_ЗАДАНИЕ 1_.
Масштабируйте листинг, который идет после текста: воспроизведите все его строки вместе с запросами, а каждую координату точек в ответах умножьте на 0,4 и округлите до целого, половины округляя в большую сторону. Изображения в ответ не включайте.

_ТЕКСТ ДЛЯ ЧТЕНИЯ_.
Svoboda | Graniru | BBC Russia | Golosameriki | Facebook

Ссылки для упрощенного доступа

Война и философия. Михаил Эпштейн — об идеологии выжженной земли


Михаил Эпштейн
Михаил Эпштейн

Александр Генис: Сегодня в новом эпизоде подкаста "Генис: Взгляд из Нью-Йорка", в рамках цикла передач, посвященных культурологическим аспектам войны путинского режима с Украиной, прозвучит беседа с известным философом и культурологом Михаилом Эпштейном о гротескном идеологическом фундаменте путинского режима.

Среди поднятых тем:

Постсоветский антихрист.

Русский эрос – Танатос.

Путин и Ильин: Смердяков при Иване Карамазове.

За кого был бы Солженицын.

Возвращение к первоначалам.

Война и философия
пожалуйста, подождите

No media source currently available

0:00 0:27:29 0:00
Скачать медиафайл

Александр Генис: У каждой войны есть своя философия. И если теперь сами философы редко сражаются на фронте, как это бывало в древности, например, с Сократом, то их идеи, концепции, мыслительные конструкции дают обоснование войнам. Даже тогда, когда в пылу битвы никто не думает об идеях, они направляют оружие соперников, более того, философия подготавливает и оправдывает конфликт, ибо служит ему идеологической платформой. (Так, во время Сталинградской битвы один английский журналист сказал, что в этом отчаянном бою левое гегельянство сражается с правым.)

Вторжение Путина в Украину на первый взгляд обходится без философии и представляется актом беспричинной, слепой и безмозглой агрессии, которая никому не принесет какую-либо выгоду. И тем не менее и у этой войны есть философия, которая толкнула Кремль на безумную авантюру.

_ЗАДАНИЕ 2_.
Выпишите из текста о войне и философии все темы, перечисленные после слов «Среди поднятых тем:».

_ИСХОДНЫЙ ЛИСТИНГ_.

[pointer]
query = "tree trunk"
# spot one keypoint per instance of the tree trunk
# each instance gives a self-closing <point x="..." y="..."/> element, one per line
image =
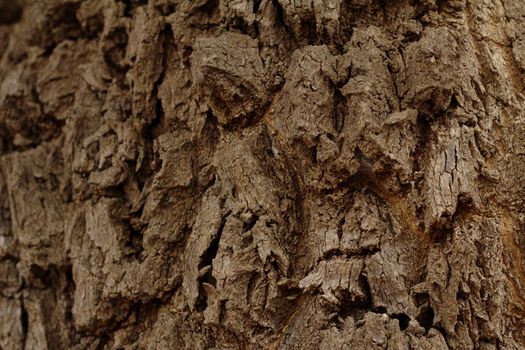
<point x="275" y="174"/>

_ОТВЕТ 1_.
[pointer]
query = "tree trunk"
# spot one keypoint per instance of the tree trunk
# each instance gives a self-closing <point x="..." y="..."/> element, one per line
image =
<point x="110" y="70"/>

_ОТВЕТ 2_.
Постсоветский антихрист.
Русский эрос – Танатос.
Путин и Ильин: Смердяков при Иване Карамазове.
За кого был бы Солженицын.
Возвращение к первоначалам.